PAGE TEXT>
§

Wikipedia says the Chicxulub impactor is thought to have been a 10-15 km diameter object. Would it have been visible to a (human*) naked eye before impact? And if so, would it have appeared like a star that grew brighter and brighter each night?
* I know, there were no humans at the time.
The answer is yes; for a few nights prior to the impact (assuming they had eyes with a similar sensitivity to our own and could look up!). It could be a bit longer than this if the body was larger than 10 km (it goes up roughly in proportion to the impactor's radius) and could be much longer if the object was a cometary body or had a very high albedo.
Details:
Impacting solar system objects would have relative closing speeds from around 11 to 72 km/s.
We could take the optimal case that the asteroid approaches whilst fully lit by the Sun (which probably precludes the minimum and maximum speed in the range quoted above) and then scale from another similar body - say the asteroid Vesta. This has a diameter of around $a=520$ km, gets as close as $d=1.14$ au from the Earth and has a maximum brightness of about $m=5.2$ apparent magnitude (and is hence just visible to the naked eye) and an observed flux $f = f_0 10^{-0.4m}$, where $f_0$ is a zeropoint for the magnitude scale.
Thus the flux $f_n$ received by a near-Earth asteroid of diameter $a_n$, at a distance $d_n$ from Earth (in au) and with the same reflectivity would be $$ f_n = f\left(\frac{a_n}{a}\right)^2 \left(\frac{1+d}{1+d_n}\right)^2 \left(\frac{d}{d_n}\right)^2\ .$$ This equation assumes the asteroids are illuminated by the Sun at a distance $(1+d)$ au and then viewed at a distance $d$ au from Earth.

§

EXERCISE>
Please write the next part of the text on the Chicxulub impactor's visibility, picking up after its final sentence. The records have nothing to do with the text on the Chicxulub impactor's visibility.

DATA PROVIDED>
§

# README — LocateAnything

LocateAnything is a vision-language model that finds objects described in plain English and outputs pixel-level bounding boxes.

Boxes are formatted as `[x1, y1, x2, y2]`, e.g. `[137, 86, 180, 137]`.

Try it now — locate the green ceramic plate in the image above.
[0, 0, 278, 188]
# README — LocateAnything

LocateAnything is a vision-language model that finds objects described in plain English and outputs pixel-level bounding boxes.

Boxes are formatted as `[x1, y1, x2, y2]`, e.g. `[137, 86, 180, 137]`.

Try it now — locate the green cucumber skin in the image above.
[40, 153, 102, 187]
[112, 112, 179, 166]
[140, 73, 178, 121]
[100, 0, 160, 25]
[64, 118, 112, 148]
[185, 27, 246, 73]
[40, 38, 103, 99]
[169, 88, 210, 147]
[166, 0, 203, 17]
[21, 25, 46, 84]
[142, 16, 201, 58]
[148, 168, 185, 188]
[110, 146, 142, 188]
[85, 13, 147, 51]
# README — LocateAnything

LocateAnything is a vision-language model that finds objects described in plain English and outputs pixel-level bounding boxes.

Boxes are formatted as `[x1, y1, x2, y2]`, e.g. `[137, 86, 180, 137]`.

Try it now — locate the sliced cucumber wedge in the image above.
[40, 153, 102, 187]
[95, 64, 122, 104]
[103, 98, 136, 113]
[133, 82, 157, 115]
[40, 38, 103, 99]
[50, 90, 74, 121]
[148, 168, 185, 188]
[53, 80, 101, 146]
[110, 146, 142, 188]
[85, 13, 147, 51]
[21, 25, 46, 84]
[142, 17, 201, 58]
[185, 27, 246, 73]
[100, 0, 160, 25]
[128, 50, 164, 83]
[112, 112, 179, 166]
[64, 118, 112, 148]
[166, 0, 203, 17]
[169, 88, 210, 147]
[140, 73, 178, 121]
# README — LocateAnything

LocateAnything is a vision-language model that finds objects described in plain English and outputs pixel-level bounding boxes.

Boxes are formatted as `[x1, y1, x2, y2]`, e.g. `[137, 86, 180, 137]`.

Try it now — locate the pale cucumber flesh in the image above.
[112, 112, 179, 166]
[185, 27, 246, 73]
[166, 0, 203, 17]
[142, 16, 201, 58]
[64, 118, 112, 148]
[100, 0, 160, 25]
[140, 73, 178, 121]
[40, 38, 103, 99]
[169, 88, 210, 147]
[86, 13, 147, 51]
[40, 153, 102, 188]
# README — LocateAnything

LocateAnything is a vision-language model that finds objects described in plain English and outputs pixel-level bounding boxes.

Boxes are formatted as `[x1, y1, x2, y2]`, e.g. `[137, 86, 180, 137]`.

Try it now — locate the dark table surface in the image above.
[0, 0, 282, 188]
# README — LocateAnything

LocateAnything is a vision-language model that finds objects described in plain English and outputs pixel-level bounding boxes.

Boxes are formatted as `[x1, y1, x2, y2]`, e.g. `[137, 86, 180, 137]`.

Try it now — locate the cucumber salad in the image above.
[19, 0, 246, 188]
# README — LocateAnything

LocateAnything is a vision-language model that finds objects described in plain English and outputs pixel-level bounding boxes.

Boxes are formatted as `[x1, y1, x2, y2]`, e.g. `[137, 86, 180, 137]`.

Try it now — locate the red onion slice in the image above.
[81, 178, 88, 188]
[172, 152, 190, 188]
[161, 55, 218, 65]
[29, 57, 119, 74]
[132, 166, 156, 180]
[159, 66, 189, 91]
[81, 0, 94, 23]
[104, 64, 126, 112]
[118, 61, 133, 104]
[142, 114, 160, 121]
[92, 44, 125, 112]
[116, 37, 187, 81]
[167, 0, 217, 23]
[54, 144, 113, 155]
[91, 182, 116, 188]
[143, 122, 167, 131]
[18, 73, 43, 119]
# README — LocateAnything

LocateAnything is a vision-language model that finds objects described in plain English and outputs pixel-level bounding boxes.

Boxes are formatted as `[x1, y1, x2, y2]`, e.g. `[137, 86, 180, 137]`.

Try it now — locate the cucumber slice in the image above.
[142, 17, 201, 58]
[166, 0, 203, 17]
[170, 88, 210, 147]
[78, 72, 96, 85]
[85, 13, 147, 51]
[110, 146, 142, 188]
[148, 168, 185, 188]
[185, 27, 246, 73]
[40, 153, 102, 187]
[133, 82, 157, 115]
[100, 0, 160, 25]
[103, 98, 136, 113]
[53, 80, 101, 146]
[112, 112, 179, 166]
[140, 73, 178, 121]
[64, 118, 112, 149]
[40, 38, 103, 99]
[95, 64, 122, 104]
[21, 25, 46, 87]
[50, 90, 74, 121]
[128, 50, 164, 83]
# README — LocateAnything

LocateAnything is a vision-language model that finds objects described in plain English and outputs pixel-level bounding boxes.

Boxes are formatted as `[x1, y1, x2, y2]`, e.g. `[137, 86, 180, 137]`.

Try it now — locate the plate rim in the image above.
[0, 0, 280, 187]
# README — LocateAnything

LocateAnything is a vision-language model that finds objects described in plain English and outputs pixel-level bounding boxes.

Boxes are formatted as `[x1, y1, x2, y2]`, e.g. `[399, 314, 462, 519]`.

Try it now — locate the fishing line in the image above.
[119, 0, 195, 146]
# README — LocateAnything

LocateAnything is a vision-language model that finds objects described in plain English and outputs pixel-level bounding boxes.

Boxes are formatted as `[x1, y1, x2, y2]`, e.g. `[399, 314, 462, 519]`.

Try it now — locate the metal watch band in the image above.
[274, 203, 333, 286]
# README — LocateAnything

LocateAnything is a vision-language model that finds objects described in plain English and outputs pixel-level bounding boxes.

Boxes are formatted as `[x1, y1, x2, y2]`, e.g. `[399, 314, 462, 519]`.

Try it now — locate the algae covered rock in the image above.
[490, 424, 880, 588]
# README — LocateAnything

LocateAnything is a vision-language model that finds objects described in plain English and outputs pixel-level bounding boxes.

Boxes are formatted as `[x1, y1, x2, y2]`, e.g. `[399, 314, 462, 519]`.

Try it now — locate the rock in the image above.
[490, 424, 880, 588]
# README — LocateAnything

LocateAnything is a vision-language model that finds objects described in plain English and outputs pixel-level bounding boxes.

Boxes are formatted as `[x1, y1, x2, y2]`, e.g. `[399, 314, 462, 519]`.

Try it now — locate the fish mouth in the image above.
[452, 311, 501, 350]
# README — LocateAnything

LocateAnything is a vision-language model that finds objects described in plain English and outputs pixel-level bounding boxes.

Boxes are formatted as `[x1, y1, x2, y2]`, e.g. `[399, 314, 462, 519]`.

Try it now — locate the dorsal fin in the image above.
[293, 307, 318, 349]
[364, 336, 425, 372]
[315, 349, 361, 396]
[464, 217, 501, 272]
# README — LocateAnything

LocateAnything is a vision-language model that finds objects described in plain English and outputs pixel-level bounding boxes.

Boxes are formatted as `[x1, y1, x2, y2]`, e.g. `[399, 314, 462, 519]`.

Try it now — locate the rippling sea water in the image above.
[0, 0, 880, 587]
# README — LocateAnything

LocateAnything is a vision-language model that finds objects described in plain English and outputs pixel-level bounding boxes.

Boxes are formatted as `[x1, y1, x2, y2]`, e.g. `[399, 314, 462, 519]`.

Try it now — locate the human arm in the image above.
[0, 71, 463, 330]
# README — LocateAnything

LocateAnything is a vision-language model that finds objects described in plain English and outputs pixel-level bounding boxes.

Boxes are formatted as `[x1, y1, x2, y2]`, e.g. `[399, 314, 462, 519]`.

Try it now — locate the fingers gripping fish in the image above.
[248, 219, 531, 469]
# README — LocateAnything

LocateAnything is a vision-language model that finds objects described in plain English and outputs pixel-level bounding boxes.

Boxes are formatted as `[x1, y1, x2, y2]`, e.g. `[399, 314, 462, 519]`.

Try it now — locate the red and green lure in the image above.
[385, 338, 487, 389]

§

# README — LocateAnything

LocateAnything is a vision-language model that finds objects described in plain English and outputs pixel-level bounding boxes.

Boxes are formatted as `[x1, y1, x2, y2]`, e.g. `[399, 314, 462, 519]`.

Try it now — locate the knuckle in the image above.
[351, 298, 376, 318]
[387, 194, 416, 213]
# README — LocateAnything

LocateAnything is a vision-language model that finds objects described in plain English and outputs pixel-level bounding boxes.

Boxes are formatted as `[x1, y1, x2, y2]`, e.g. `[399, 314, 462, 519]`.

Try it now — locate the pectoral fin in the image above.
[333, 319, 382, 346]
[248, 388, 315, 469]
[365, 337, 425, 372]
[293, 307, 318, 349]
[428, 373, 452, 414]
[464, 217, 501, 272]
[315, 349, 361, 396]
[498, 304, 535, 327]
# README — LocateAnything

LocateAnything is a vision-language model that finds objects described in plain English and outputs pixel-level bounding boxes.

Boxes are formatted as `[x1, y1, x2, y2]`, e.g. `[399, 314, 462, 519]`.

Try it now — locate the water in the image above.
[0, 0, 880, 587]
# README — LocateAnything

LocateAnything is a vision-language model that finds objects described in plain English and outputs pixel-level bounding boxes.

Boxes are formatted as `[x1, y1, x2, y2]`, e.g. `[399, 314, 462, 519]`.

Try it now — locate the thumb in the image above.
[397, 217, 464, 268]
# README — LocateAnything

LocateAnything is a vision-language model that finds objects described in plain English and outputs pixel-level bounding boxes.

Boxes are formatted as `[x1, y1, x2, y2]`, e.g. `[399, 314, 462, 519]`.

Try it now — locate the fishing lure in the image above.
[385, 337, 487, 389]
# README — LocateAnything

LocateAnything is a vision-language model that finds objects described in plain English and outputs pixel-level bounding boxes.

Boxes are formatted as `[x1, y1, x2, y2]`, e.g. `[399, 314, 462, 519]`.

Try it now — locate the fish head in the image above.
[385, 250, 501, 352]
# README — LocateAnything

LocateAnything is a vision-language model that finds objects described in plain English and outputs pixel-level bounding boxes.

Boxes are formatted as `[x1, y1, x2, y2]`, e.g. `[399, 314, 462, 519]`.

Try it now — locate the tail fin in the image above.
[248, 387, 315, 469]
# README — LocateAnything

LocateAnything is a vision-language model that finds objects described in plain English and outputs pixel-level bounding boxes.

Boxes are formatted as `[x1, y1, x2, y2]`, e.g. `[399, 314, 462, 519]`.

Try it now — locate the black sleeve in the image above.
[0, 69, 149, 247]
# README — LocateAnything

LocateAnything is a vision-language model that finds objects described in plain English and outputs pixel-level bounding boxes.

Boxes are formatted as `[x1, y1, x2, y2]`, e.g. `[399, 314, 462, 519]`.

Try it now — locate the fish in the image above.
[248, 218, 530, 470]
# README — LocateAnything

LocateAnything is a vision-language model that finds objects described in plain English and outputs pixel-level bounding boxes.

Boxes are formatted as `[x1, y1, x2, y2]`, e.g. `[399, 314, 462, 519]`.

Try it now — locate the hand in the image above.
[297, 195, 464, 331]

§

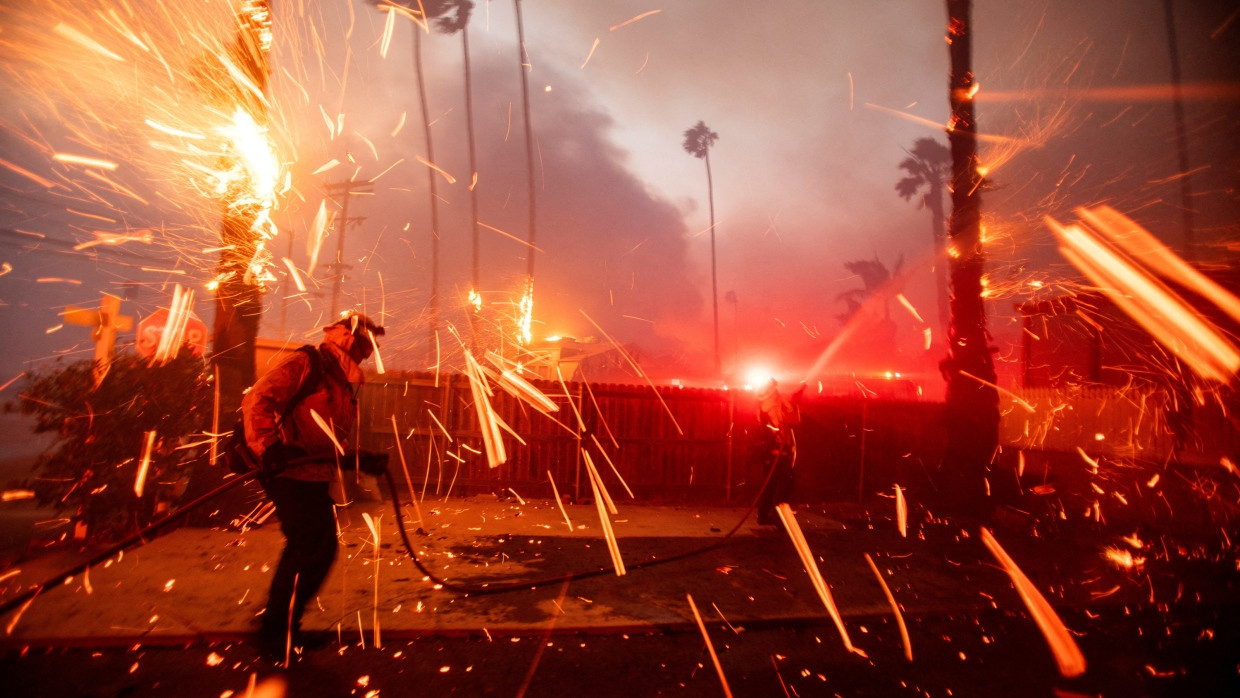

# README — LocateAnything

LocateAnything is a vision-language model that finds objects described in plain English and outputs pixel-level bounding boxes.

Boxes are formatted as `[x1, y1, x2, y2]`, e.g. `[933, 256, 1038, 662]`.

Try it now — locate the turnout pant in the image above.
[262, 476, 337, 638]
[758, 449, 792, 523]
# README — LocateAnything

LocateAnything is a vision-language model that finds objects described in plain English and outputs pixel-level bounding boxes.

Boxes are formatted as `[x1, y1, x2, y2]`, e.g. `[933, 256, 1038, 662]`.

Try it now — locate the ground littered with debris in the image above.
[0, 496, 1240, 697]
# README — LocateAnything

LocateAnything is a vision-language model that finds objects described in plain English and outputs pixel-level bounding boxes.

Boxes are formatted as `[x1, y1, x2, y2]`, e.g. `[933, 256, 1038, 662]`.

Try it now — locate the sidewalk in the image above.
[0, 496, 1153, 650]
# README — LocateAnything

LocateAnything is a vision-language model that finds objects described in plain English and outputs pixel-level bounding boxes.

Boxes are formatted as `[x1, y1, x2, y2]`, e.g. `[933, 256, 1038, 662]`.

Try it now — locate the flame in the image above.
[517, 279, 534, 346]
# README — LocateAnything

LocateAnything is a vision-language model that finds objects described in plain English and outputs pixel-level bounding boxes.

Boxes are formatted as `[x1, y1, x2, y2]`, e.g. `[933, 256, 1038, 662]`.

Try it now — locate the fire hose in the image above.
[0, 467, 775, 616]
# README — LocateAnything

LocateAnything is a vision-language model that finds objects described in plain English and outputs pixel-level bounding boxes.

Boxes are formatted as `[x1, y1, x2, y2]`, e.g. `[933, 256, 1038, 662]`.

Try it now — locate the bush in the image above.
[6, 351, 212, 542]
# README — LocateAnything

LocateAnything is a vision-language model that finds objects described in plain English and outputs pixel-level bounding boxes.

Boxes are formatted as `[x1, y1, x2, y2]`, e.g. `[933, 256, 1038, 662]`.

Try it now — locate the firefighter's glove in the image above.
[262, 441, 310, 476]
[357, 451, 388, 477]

§

WRITTEN ANSWER>
The magnitude of the dinosaur killer would then be $$m_n = m -2.5\log (f/f_n)$$
To be an at all conspicuous naked eye object, $f_n \geq f$ and the dinosaur-killer becomes a naked-eye object at a distance given by $$ d_n^2(1+d_n)^2 \leq 0.0022 \left(\frac{a_n}{10{\rm km}}\right)^2\ .$$
The only non-imaginary (i.e. square root of a positive number) solution for $a_n \sim 10$ km is $ d_n \leq 0.047 (a_n/10 {\rm km})$ au or $ \leq 7$ million ($a_n/10 {\rm km})$ km.
Moving at say 30 km/s, then it gets closer by 2.6 million km per day, thus hitting the Earth about 3 days after becoming a naked eye object. Obviously this would be longer for a slower approach speed or for a larger or more reflective asteroid. But shorter for a smaller, faster asteroid or if the asteroid approached from a direction not fully illuminated by the Sun or had a smaller albedo than Vesta.
An interesting trade-off to think about is if what is determined by measurement is the kinetic energy of the impactor. This would be proportional to the product of its mass and the square of its speed. The mass will be proportional to $a^3$. Thus if we fix the kinetic energy and allow the radius to be bigger, then it becomes visible from further away (roughly proportional to $a$) and will also be moving slower. i.e. A more massive, but slower impactor will likely be visible for a longer period of time and vice-versa.
Another possibility is that the object is of a cometary origin with an icy composition. If that were so then it could be much brighter as a result of sublimation, outgassing and having a bright cometary nucleus and tail. The answer would still be yes, but the visibility period could be weeks (comets are rather unpredictably bright).
It thus seems to me that there is a plausible range of parameters and trajectories where a dinosaur-killing asteroid could be observed and then observed to grow brighter over a few nights, but probably not much longer than that unless it was a comet.
Another possibility is of course that the impactor approaches from the sunward side of the Earth. In which case, it would be nearer the Sun, but only partially illuminated as seen from Earth. More importantly, it is likely to be in the daytime sky and would thus remain unobserved until it was, at most, hours away from impact.
A carbonaceous condrite has the same reflectivity as the moon at around 7-13%.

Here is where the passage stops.